TASK ITEM — Leaving out all pictures, transcribe the lines below exactly, from the first through the line containing "Target: shadow on ground".

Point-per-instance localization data
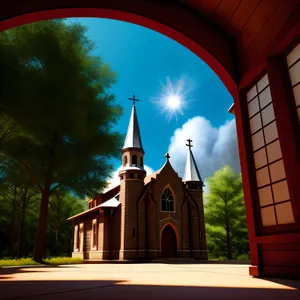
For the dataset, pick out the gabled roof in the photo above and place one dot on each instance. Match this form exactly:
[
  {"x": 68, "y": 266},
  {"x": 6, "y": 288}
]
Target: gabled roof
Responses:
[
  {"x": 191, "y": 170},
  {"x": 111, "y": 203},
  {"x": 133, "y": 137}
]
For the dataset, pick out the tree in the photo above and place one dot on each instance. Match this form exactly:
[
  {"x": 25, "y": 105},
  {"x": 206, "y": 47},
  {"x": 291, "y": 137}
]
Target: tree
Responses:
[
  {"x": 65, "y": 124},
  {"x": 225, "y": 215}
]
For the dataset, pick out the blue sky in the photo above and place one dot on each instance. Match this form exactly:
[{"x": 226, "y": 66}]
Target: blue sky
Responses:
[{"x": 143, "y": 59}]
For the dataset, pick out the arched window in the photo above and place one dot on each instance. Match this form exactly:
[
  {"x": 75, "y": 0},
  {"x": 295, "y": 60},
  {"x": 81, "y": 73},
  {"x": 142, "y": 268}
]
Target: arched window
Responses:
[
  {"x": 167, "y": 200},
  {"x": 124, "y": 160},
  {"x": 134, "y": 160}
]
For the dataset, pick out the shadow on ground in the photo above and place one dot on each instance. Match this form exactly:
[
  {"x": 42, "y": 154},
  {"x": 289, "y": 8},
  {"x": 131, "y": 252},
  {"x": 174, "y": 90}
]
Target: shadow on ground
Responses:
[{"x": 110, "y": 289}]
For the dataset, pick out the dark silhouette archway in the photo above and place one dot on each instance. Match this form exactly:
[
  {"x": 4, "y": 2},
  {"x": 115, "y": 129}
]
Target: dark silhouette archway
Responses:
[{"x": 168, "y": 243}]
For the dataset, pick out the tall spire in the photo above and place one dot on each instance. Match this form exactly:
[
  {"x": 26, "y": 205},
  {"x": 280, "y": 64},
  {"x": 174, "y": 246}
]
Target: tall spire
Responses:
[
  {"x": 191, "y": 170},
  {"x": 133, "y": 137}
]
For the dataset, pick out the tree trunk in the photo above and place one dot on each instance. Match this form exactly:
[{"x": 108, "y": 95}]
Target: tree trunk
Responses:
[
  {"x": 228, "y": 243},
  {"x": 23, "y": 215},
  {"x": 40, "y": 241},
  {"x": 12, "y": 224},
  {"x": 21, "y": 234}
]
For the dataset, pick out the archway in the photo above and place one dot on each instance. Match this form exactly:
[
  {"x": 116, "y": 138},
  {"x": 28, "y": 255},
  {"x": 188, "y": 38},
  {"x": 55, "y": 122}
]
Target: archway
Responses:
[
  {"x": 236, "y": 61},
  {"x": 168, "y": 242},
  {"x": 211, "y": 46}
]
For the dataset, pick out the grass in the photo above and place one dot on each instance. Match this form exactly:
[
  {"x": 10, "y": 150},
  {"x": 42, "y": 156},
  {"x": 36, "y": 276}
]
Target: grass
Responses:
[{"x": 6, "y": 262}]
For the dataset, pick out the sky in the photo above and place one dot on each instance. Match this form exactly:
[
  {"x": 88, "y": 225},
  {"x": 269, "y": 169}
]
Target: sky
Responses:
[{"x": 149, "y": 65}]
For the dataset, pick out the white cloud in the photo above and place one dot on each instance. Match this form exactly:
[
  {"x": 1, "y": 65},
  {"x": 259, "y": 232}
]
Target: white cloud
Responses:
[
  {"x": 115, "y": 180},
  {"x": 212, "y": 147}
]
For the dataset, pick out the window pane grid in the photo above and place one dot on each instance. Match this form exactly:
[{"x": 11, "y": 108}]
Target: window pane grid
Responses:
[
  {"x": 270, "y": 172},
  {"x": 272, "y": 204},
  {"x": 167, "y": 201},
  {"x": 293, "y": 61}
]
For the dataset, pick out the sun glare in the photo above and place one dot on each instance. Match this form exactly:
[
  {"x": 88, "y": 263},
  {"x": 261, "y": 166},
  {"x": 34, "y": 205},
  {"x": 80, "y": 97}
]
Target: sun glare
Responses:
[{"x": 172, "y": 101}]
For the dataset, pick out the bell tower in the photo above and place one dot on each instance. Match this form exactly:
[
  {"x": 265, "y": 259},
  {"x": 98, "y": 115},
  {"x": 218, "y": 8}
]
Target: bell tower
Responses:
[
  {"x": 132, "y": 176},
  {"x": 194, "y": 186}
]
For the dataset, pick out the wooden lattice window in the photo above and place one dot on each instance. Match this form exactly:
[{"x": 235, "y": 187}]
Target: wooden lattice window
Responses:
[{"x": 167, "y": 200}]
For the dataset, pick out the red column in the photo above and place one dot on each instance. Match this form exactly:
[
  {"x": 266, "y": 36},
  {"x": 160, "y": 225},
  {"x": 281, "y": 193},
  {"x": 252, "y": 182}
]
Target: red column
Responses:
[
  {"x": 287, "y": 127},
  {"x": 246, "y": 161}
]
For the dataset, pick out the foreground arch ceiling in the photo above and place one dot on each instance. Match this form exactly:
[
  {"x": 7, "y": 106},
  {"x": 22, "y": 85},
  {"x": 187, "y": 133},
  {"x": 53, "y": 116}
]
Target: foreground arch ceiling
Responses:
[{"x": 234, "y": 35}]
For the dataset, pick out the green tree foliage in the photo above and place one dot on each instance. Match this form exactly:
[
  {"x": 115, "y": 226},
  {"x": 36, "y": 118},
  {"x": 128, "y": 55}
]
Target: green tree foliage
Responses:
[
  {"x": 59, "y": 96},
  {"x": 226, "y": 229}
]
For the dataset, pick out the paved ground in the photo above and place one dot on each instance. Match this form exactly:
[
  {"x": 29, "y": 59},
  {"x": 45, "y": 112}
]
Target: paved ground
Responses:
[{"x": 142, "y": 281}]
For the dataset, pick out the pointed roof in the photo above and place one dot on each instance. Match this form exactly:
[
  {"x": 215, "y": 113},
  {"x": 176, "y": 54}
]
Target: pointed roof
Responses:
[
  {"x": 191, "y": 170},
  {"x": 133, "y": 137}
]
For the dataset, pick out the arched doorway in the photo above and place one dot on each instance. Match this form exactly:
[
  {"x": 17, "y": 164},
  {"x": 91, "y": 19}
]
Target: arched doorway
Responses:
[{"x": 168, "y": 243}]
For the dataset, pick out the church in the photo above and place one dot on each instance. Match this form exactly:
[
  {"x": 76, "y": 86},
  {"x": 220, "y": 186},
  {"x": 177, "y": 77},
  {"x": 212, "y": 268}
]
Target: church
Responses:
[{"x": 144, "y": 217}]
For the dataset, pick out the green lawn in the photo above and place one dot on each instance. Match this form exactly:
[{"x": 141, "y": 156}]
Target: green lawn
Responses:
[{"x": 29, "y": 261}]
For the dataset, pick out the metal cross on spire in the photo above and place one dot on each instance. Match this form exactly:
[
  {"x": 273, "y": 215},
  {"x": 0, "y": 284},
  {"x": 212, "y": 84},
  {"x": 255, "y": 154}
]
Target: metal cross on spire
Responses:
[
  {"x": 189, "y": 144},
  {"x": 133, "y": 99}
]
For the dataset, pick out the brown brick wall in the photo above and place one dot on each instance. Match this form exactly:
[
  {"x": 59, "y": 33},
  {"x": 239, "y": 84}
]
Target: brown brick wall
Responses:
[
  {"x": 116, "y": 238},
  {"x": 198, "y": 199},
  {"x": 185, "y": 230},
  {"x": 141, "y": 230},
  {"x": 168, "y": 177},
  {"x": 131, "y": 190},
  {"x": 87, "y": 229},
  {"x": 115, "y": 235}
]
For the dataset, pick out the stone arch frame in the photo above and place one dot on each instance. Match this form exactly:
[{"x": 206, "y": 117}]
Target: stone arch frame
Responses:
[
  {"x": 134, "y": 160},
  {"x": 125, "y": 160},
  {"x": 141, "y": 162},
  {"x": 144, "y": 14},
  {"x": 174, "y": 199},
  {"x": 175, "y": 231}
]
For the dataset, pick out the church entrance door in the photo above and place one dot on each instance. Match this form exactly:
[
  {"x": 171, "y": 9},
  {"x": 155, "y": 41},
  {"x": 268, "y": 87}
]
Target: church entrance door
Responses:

WRITTEN REPLY —
For the dataset, pick out the gabled roof in the photo above and place one dot on each instance. Match this form exactly:
[
  {"x": 68, "y": 266},
  {"x": 6, "y": 288}
]
Target: gabled roof
Responses:
[
  {"x": 191, "y": 170},
  {"x": 111, "y": 203},
  {"x": 133, "y": 137}
]
For the dataset, pick out the tree in the photo above and place one dot on each instance. Match this form exactly:
[
  {"x": 25, "y": 105},
  {"x": 206, "y": 47},
  {"x": 291, "y": 137}
]
Target: tree
Responses:
[
  {"x": 65, "y": 124},
  {"x": 225, "y": 215}
]
For the dataset, pick out the blue sky in the photo above and place one dot on each instance. Match this form exactly:
[{"x": 226, "y": 66}]
Target: blue sky
Responses:
[{"x": 143, "y": 59}]
For the dataset, pick out the arched window in the photo above and place one dot on each instance. Match this form exactly:
[
  {"x": 75, "y": 0},
  {"x": 295, "y": 60},
  {"x": 81, "y": 73},
  {"x": 142, "y": 268}
]
Target: arched window
Responses:
[
  {"x": 167, "y": 200},
  {"x": 124, "y": 160},
  {"x": 134, "y": 160}
]
For the dataset, pick out the shadow on ground in the photo above and place one dot on each instance. Match this form exactly:
[
  {"x": 42, "y": 154},
  {"x": 289, "y": 8},
  {"x": 131, "y": 252},
  {"x": 174, "y": 90}
]
Target: shadow on ground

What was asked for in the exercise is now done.